Segment Start: ENTRIES SUPPLIED

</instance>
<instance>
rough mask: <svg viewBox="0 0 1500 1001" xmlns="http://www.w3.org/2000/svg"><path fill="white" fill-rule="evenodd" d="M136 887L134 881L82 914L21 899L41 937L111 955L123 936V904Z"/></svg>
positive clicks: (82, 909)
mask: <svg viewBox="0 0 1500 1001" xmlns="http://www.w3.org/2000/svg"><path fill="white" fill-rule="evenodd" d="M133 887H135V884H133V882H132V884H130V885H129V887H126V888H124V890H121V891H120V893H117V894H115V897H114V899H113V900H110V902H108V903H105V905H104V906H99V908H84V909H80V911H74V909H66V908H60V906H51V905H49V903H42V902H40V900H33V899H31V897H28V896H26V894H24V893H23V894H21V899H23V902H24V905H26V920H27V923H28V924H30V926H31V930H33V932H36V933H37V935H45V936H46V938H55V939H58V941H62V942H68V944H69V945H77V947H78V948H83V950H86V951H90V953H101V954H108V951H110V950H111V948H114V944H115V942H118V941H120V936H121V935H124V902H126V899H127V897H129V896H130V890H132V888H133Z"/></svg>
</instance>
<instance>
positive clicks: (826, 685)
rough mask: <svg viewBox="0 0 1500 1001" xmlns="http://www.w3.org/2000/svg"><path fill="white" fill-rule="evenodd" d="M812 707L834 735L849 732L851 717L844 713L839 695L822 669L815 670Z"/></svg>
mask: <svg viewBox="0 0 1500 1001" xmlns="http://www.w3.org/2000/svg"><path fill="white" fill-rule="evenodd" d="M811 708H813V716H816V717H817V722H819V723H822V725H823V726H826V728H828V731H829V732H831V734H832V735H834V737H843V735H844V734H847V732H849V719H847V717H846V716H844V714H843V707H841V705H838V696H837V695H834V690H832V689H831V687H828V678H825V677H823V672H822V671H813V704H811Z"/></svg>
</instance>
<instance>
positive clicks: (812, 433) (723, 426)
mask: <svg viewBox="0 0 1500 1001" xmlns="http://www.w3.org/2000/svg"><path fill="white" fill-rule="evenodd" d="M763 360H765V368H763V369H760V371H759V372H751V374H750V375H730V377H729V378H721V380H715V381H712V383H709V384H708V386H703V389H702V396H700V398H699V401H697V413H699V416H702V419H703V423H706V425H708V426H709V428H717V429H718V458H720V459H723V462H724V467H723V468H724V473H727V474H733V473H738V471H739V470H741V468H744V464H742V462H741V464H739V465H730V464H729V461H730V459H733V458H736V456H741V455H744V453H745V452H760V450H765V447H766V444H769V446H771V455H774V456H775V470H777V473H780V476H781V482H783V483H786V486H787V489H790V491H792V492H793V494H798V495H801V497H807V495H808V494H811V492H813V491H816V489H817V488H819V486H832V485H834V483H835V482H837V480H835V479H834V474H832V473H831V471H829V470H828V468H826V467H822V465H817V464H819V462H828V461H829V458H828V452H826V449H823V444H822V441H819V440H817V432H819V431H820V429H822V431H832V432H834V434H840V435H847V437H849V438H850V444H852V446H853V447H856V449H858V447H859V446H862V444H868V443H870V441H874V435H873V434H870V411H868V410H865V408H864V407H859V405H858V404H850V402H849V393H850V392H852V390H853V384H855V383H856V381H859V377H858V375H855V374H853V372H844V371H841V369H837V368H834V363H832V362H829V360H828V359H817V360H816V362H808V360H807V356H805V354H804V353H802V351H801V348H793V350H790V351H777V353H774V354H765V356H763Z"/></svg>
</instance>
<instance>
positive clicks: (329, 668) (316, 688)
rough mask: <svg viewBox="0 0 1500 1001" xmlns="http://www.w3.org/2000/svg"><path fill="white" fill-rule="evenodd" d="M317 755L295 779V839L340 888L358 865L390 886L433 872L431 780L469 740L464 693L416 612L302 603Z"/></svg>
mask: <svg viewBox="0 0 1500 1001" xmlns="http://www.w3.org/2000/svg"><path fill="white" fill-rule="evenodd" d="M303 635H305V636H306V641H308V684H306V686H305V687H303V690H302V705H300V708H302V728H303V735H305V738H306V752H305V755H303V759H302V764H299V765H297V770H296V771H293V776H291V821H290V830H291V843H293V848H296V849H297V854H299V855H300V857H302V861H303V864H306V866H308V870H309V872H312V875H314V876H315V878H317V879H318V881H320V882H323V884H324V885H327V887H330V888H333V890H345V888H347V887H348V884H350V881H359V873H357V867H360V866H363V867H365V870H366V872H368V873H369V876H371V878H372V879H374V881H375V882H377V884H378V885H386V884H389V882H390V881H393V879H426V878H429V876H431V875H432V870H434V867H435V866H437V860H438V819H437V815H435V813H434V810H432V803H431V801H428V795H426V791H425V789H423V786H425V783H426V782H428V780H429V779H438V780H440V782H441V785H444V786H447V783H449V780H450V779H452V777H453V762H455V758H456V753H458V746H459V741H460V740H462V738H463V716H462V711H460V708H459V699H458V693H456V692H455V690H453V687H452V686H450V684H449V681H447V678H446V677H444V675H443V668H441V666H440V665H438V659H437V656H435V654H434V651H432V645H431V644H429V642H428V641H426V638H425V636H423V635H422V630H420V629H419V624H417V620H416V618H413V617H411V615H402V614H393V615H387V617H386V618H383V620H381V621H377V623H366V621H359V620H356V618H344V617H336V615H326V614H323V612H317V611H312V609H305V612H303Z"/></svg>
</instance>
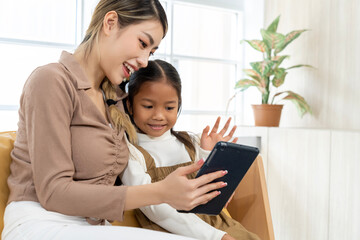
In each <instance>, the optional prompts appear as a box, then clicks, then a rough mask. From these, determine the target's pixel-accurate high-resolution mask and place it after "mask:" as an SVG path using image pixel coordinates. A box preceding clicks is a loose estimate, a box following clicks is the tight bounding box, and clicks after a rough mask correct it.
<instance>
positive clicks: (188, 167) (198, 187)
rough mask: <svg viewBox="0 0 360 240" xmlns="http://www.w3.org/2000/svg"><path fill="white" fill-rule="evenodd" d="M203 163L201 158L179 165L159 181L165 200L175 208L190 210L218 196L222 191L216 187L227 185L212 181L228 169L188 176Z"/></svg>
mask: <svg viewBox="0 0 360 240" xmlns="http://www.w3.org/2000/svg"><path fill="white" fill-rule="evenodd" d="M203 164H204V160H199V161H198V162H196V163H193V164H191V165H189V166H186V167H179V168H178V169H176V170H175V171H174V172H172V173H171V174H169V175H168V176H167V177H166V178H165V179H164V180H162V181H160V182H158V183H160V188H161V189H160V192H161V193H162V199H163V201H164V202H165V203H167V204H169V205H170V206H172V207H173V208H175V209H178V210H186V211H189V210H191V209H193V208H194V207H196V206H198V205H200V204H205V203H207V202H208V201H210V200H211V199H213V198H214V197H216V196H218V195H219V194H220V191H217V190H216V189H219V188H222V187H225V186H226V184H225V183H224V182H216V183H210V182H212V181H213V180H214V179H217V178H219V177H222V176H224V175H225V174H226V173H227V171H217V172H213V173H209V174H205V175H203V176H201V177H199V178H195V179H188V178H187V174H190V173H193V172H196V171H198V170H199V169H200V168H201V166H202V165H203ZM215 190H216V191H215Z"/></svg>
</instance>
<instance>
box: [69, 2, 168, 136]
mask: <svg viewBox="0 0 360 240" xmlns="http://www.w3.org/2000/svg"><path fill="white" fill-rule="evenodd" d="M110 11H115V12H116V13H117V15H118V22H119V27H120V28H125V27H127V26H129V25H131V24H138V23H140V22H144V21H149V20H157V21H159V22H160V24H161V26H162V28H163V33H164V34H163V37H165V35H166V32H167V29H168V22H167V18H166V14H165V11H164V9H163V7H162V6H161V4H160V2H159V0H101V1H99V3H98V4H97V6H96V8H95V10H94V13H93V15H92V18H91V22H90V25H89V27H88V29H87V31H86V34H85V37H84V39H83V41H82V42H81V44H80V45H79V47H78V48H77V49H76V51H82V52H83V53H84V58H85V59H86V58H87V57H88V56H89V55H90V53H91V51H95V50H96V49H94V46H95V45H96V43H97V42H98V41H99V34H100V31H101V29H102V27H103V20H104V17H105V15H106V14H107V13H108V12H110ZM101 87H102V89H103V91H104V93H105V98H106V100H113V99H116V88H117V87H118V86H114V85H112V84H111V82H110V81H109V79H108V78H107V77H105V79H104V81H103V83H102V85H101ZM109 112H110V117H111V119H112V122H113V124H114V128H115V129H116V130H118V131H120V130H121V129H124V130H125V132H126V134H127V136H128V138H129V141H130V142H131V143H135V142H136V130H135V128H134V126H133V124H132V123H131V121H130V119H129V116H128V115H127V114H125V113H124V112H122V111H120V110H119V109H118V108H117V107H116V106H115V105H111V106H109Z"/></svg>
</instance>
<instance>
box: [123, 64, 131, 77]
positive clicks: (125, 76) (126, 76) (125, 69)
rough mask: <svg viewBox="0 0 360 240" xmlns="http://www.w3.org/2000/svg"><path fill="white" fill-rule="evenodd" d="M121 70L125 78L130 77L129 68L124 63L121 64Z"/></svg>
mask: <svg viewBox="0 0 360 240" xmlns="http://www.w3.org/2000/svg"><path fill="white" fill-rule="evenodd" d="M123 72H124V75H125V78H129V77H130V70H129V69H128V68H127V67H126V66H125V65H124V64H123Z"/></svg>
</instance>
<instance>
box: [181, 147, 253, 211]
mask: <svg viewBox="0 0 360 240" xmlns="http://www.w3.org/2000/svg"><path fill="white" fill-rule="evenodd" d="M258 154H259V149H258V148H256V147H250V146H245V145H240V144H236V143H230V142H222V141H221V142H218V143H217V144H216V145H215V147H214V148H213V150H212V151H211V153H210V155H209V157H208V158H207V160H206V161H205V163H204V165H203V166H202V167H201V169H200V170H199V172H198V174H197V175H196V177H199V176H201V175H203V174H206V173H211V172H215V171H218V170H227V171H228V173H227V174H226V175H225V176H223V177H221V178H218V179H216V180H215V181H214V182H218V181H224V182H227V183H228V185H227V186H226V187H224V188H221V189H219V191H221V194H220V195H219V196H217V197H215V198H213V199H212V200H210V201H209V202H208V203H206V204H203V205H199V206H197V207H195V208H193V209H192V210H190V211H179V212H185V213H201V214H208V215H218V214H219V213H220V212H221V210H222V209H223V208H224V206H225V204H226V203H227V201H228V200H229V198H230V196H231V195H232V193H233V192H234V191H235V189H236V187H237V186H238V185H239V183H240V181H241V179H242V178H243V177H244V176H245V174H246V172H247V171H248V170H249V168H250V166H251V164H252V163H253V162H254V160H255V159H256V157H257V155H258Z"/></svg>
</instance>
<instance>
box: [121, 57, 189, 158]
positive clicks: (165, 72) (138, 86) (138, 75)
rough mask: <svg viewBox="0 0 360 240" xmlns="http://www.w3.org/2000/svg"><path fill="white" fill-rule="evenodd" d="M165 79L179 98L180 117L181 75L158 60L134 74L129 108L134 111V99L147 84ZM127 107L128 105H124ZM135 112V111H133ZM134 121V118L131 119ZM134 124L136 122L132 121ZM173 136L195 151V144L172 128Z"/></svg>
mask: <svg viewBox="0 0 360 240" xmlns="http://www.w3.org/2000/svg"><path fill="white" fill-rule="evenodd" d="M163 79H165V80H166V81H167V82H168V83H169V84H170V85H171V86H172V87H173V88H174V89H175V91H176V94H177V96H178V102H179V105H178V115H179V114H180V110H181V103H182V100H181V79H180V76H179V73H178V72H177V71H176V69H175V68H174V67H173V66H172V65H171V64H170V63H168V62H165V61H163V60H160V59H157V60H154V61H149V63H148V66H147V67H146V68H141V69H139V70H138V71H136V72H135V73H133V74H132V75H131V77H130V82H129V84H128V94H129V95H128V98H127V101H128V102H129V108H130V110H132V106H133V104H134V97H135V96H136V94H138V92H139V90H140V87H141V86H142V84H143V83H145V82H158V81H162V80H163ZM124 106H126V104H124ZM127 112H128V113H129V111H128V109H127ZM131 112H133V111H131ZM129 115H130V116H131V114H129ZM131 119H132V117H131ZM132 122H133V124H135V122H134V121H133V119H132ZM170 131H171V134H173V135H174V136H175V137H176V138H177V139H178V140H179V141H180V142H182V143H183V144H184V145H185V146H187V147H188V148H190V149H191V150H193V151H195V147H194V144H193V143H192V142H191V140H189V139H187V138H186V137H184V136H183V135H182V134H179V132H177V131H174V130H173V129H172V128H171V130H170Z"/></svg>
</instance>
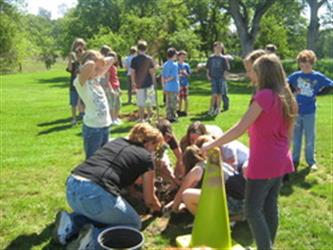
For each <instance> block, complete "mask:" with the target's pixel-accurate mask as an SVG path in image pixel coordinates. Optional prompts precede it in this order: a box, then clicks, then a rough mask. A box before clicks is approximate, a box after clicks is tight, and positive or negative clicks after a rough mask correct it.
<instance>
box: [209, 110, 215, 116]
mask: <svg viewBox="0 0 333 250" xmlns="http://www.w3.org/2000/svg"><path fill="white" fill-rule="evenodd" d="M208 115H209V116H213V115H214V109H213V108H210V110H209V111H208Z"/></svg>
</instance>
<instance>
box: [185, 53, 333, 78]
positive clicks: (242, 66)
mask: <svg viewBox="0 0 333 250" xmlns="http://www.w3.org/2000/svg"><path fill="white" fill-rule="evenodd" d="M206 61H207V59H206V58H200V59H197V58H195V59H191V60H190V61H189V63H190V65H191V67H192V68H193V69H195V68H197V66H198V65H199V64H204V63H205V62H206ZM282 64H283V67H284V70H285V71H286V74H287V75H289V74H291V73H292V72H294V71H296V70H298V65H297V63H296V59H284V60H282ZM230 66H231V70H230V71H231V72H232V73H241V72H245V68H244V64H243V59H242V58H241V57H238V56H237V57H234V59H233V60H231V61H230ZM204 69H205V67H203V68H201V70H204ZM314 70H316V71H320V72H321V73H323V74H324V75H326V76H328V77H329V78H331V79H333V59H331V58H325V59H320V60H318V61H317V62H316V64H315V65H314Z"/></svg>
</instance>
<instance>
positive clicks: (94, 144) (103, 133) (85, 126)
mask: <svg viewBox="0 0 333 250" xmlns="http://www.w3.org/2000/svg"><path fill="white" fill-rule="evenodd" d="M82 135H83V146H84V152H85V153H86V159H88V158H89V157H90V156H92V155H93V154H94V153H95V152H96V151H97V149H99V148H101V147H102V146H104V144H106V143H107V142H108V141H109V128H108V127H104V128H90V127H88V126H86V125H84V124H83V126H82Z"/></svg>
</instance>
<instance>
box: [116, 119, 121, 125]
mask: <svg viewBox="0 0 333 250" xmlns="http://www.w3.org/2000/svg"><path fill="white" fill-rule="evenodd" d="M115 123H116V124H117V125H121V124H122V123H123V122H122V121H121V120H120V119H119V118H117V119H116V120H115Z"/></svg>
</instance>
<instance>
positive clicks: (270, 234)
mask: <svg viewBox="0 0 333 250" xmlns="http://www.w3.org/2000/svg"><path fill="white" fill-rule="evenodd" d="M281 180H282V178H281V177H279V178H273V179H263V180H250V179H248V180H247V181H246V188H245V217H246V219H247V221H248V223H249V226H250V229H251V232H252V235H253V237H254V238H255V241H256V245H257V249H258V250H261V249H265V250H266V249H272V247H273V243H274V240H275V236H276V231H277V227H278V222H279V216H278V205H277V202H278V195H279V191H280V187H281Z"/></svg>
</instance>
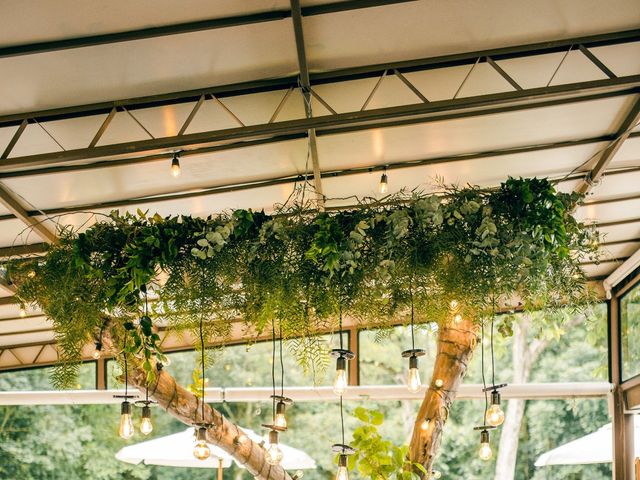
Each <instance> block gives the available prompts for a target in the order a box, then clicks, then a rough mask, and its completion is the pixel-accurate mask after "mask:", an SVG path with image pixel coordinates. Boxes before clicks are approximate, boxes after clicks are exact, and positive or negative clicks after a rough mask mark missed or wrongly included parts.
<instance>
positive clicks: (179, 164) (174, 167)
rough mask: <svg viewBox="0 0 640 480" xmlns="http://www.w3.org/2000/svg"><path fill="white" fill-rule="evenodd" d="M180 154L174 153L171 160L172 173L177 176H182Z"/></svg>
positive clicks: (172, 174) (174, 176)
mask: <svg viewBox="0 0 640 480" xmlns="http://www.w3.org/2000/svg"><path fill="white" fill-rule="evenodd" d="M180 173H181V171H180V156H179V155H178V154H177V153H174V154H173V160H171V175H173V176H174V178H175V177H179V176H180Z"/></svg>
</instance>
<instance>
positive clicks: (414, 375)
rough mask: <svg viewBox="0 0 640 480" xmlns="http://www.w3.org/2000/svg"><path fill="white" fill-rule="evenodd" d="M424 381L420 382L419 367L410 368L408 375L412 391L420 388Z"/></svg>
mask: <svg viewBox="0 0 640 480" xmlns="http://www.w3.org/2000/svg"><path fill="white" fill-rule="evenodd" d="M421 386H422V383H421V382H420V371H419V370H418V369H417V368H410V369H409V374H408V375H407V388H408V389H409V391H410V392H411V393H416V392H417V391H419V390H420V387H421Z"/></svg>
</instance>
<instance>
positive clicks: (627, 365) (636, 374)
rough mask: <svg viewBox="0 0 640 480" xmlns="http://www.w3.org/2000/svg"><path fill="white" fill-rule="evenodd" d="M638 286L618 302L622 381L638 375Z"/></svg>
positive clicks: (639, 313) (634, 376)
mask: <svg viewBox="0 0 640 480" xmlns="http://www.w3.org/2000/svg"><path fill="white" fill-rule="evenodd" d="M639 334H640V284H638V285H636V286H635V287H634V288H632V289H631V290H629V291H628V292H627V293H625V294H624V296H623V297H622V299H621V301H620V343H621V345H620V346H621V349H622V379H623V380H628V379H630V378H631V377H635V376H636V375H638V374H640V342H638V338H639V337H638V335H639Z"/></svg>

Segment End: ENTRIES SUPPLIED

Print, word for word, the lines above that run from the line containing "positive clicks: (270, 234)" to the line containing "positive clicks: (414, 375)", both included. Keep the pictures out.

__RESULT OF THIS TASK__
positive clicks: (270, 234)
mask: <svg viewBox="0 0 333 250" xmlns="http://www.w3.org/2000/svg"><path fill="white" fill-rule="evenodd" d="M281 180H282V178H281V177H279V178H273V179H263V180H250V179H248V180H247V181H246V188H245V217H246V219H247V221H248V223H249V226H250V229H251V232H252V235H253V237H254V238H255V241H256V245H257V249H258V250H261V249H265V250H266V249H272V247H273V243H274V240H275V236H276V231H277V227H278V222H279V216H278V205H277V202H278V195H279V191H280V187H281Z"/></svg>
</instance>
Each <instance> block gives the available prompts for a target in the order a box, then clicks, then a rough mask, and its completion is the pixel-accurate mask after "mask:", an SVG path with image pixel coordinates. Boxes before clicks are approximate, boxes after clicks are exact, and positive or negative clicks after a rough mask mark missed or wrongly included parts.
<instance>
positive clicks: (179, 164) (174, 167)
rough mask: <svg viewBox="0 0 640 480" xmlns="http://www.w3.org/2000/svg"><path fill="white" fill-rule="evenodd" d="M180 154L174 153L171 160L172 173L177 176H182Z"/></svg>
positive clicks: (172, 174) (174, 176)
mask: <svg viewBox="0 0 640 480" xmlns="http://www.w3.org/2000/svg"><path fill="white" fill-rule="evenodd" d="M180 173H181V171H180V156H179V155H178V154H177V153H174V154H173V160H171V175H173V176H174V178H175V177H179V176H180Z"/></svg>
</instance>
<instance>
positive clicks: (414, 375)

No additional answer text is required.